What is needed:
Please set the lines down again exactly, from the top of the entries through the line that contains "of the striped".

Natural language region descriptions

---+---

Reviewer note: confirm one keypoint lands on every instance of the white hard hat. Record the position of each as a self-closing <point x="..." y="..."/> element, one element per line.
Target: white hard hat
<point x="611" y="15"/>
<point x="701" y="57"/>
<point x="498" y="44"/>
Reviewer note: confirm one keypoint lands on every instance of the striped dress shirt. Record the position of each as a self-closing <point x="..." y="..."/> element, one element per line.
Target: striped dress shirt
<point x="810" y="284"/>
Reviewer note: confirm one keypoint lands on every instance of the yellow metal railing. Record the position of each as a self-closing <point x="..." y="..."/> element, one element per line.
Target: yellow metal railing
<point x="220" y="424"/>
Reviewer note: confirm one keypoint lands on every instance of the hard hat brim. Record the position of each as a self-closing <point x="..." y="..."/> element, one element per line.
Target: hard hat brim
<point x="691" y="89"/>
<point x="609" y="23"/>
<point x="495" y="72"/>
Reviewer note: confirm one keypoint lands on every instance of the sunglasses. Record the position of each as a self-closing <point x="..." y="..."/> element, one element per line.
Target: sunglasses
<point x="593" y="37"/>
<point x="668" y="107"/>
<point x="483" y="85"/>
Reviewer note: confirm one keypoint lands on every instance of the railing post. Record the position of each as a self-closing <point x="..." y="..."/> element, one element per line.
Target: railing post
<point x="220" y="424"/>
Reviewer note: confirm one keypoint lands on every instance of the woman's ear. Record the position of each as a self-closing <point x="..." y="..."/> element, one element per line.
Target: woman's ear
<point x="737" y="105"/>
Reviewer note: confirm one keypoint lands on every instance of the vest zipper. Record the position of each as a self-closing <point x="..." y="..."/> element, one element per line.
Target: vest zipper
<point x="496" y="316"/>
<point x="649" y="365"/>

---+---

Exercise result:
Reviewer note: confirm one keypoint lands on every instance of the white hard hat. Record the position of each as a self-closing <point x="..." y="..."/> element, one element per line.
Target: white hard hat
<point x="611" y="15"/>
<point x="701" y="57"/>
<point x="498" y="44"/>
Reviewer note: confirm one keypoint lands on every instance of the striped dress shirt. Record the position of each as a self-closing <point x="..." y="..."/> element, one element per line.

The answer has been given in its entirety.